━━━ Material

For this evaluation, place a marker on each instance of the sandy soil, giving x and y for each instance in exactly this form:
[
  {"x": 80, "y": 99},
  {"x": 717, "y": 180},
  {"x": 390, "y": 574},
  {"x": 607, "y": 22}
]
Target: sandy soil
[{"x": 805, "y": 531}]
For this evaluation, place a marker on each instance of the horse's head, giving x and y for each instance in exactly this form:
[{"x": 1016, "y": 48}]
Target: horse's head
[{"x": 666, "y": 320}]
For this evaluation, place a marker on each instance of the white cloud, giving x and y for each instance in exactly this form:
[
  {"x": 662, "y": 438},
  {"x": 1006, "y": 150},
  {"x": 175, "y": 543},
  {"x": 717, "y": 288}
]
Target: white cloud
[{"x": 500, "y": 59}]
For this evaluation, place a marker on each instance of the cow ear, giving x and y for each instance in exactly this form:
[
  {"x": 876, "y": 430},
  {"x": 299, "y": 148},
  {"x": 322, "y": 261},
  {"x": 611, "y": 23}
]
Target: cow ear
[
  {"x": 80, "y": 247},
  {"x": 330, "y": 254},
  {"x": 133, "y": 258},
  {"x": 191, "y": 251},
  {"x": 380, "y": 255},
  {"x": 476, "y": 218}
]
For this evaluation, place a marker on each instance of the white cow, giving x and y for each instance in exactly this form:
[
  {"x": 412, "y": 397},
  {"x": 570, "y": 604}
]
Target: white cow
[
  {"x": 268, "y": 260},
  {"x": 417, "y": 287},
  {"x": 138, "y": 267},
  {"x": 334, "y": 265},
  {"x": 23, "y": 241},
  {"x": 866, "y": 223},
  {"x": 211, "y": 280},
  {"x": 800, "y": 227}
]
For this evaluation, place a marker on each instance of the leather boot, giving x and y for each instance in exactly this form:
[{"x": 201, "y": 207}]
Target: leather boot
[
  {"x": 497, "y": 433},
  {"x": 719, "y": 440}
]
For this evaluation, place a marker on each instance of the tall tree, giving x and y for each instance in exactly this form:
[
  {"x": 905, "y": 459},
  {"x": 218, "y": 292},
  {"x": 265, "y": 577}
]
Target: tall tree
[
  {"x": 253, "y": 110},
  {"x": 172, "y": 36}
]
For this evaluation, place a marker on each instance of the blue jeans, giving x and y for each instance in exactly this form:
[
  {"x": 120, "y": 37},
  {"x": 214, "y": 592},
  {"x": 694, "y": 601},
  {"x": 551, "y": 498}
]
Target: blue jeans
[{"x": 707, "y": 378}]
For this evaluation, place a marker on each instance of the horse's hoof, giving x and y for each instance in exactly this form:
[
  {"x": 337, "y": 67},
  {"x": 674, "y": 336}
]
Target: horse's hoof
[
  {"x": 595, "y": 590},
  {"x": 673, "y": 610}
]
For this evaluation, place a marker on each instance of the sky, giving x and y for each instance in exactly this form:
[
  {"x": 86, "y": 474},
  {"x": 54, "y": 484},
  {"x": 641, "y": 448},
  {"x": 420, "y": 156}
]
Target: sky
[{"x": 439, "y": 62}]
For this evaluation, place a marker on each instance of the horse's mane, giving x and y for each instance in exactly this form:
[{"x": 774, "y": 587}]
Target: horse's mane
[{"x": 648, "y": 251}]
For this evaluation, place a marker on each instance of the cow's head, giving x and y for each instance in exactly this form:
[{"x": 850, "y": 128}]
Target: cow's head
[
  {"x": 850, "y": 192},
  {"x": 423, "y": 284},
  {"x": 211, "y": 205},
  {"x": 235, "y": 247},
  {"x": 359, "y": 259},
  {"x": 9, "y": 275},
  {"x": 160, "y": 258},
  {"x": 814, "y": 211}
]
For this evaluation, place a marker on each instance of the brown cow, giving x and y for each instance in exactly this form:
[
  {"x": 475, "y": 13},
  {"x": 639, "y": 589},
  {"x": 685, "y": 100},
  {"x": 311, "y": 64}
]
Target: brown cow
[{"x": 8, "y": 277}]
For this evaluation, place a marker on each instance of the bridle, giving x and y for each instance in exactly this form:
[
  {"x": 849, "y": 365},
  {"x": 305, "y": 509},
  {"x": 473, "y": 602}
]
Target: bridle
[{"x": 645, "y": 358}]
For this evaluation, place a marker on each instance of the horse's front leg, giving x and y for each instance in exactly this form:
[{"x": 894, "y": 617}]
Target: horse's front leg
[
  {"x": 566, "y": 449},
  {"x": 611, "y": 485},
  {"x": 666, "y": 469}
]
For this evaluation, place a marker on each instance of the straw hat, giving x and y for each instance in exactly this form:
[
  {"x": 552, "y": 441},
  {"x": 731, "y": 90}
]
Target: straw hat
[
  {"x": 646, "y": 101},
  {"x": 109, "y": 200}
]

━━━━━━

What the task requires:
Print once more, unchanged, the part of the records that opens with the line containing "of the straw" and closes with the last line of the records.

Output for this task:
For this evaluation, place a marker on each instance of the straw hat, giving x and y for each instance in exactly this form:
[
  {"x": 552, "y": 441},
  {"x": 731, "y": 90}
]
Target: straw hat
[
  {"x": 646, "y": 101},
  {"x": 109, "y": 200}
]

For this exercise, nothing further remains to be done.